Losgstah configuration issue


#1

Hello,
I begin with logstash and ElasticSearch and I would like to index .pdf or .doc file type in ElasticSearch via logstash.
I configured logstash using the codec multiline to get my file in a single message in ElasticSearch . Below is my configuration file:

input {
file {
path => "D:/BaseCV/*"
codec => multiline {
# Grok pattern names are valid! :slight_smile:
pattern => ""
what => "previous"
}

     }

}

output {
stdout {
codec => "rubydebug"
}
elasticsearch {
hosts => "localhost"
index => "cvindex"
document_type => "file"
}
}

At the start of logstash the first file I add , I recovered in ElasticSearch in one message , but the following are spread over several messages. I wish I had the correspondence : 1 file = 1 message.
Is this possible ? What should I change my setup to solve the problem ?
Thank you for your feedback.


(Christian Dahlqvist) #2

Log stash does not support indexing of PDF and Word documents. For this instead look at the mapper attachment plugin for Elasticsearch.


#3

Thanks for your answer.
The plugin map attachment is already installed on my version 1.7.2 ElasticSearch, and I managed to index documents in ElasticSearch, but not always in a single message.


(system) #4

::::

**Assigned task A:** Transcribe the part of the Logstash forum thread between "At the start" and "for your feedback.", inclusive.
**Assigned task B:**
Answer these questions about the Logstash forum thread:
(i) What index name is set in the elasticsearch output of the configuration file?
(ii) What does Christian Dahlqvist suggest looking at instead of Logstash?
(iii) Which Elasticsearch version is mentioned in post #3?

**Dataset content:**
::::

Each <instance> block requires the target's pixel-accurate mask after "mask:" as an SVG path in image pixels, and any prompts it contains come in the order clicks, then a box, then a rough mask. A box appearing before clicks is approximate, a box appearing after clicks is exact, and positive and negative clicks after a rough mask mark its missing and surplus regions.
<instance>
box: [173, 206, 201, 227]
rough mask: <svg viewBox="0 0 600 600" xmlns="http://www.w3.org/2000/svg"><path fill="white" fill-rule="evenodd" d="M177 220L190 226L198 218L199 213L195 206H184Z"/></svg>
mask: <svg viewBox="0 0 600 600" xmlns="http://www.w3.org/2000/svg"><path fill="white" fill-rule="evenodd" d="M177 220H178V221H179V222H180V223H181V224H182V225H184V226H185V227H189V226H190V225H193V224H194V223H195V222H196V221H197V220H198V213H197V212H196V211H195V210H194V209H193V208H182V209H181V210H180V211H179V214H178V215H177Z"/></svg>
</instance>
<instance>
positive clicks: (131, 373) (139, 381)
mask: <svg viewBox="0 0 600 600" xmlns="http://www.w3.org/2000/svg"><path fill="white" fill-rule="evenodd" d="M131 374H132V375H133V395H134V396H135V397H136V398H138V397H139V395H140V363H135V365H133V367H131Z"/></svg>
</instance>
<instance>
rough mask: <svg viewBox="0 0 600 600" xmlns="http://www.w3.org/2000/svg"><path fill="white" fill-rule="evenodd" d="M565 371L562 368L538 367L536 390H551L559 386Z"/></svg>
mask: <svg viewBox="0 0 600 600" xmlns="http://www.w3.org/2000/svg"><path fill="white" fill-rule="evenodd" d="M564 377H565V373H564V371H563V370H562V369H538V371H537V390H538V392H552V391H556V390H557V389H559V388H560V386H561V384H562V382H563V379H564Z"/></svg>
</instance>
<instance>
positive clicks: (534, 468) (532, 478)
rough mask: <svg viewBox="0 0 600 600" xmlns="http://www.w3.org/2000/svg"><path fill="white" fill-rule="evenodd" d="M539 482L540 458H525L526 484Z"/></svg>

::::

**Task response A:**
At the start of logstash the first file I add , I recovered in ElasticSearch in one message , but the following are spread over several messages. I wish I had the correspondence : 1 file = 1 message.
Is this possible ? What should I change my setup to solve the problem ?
Thank you for your feedback.

**Task response B:**
(i) cvindex
(ii) The mapper attachment plugin for Elasticsearch
(iii) 1.7.2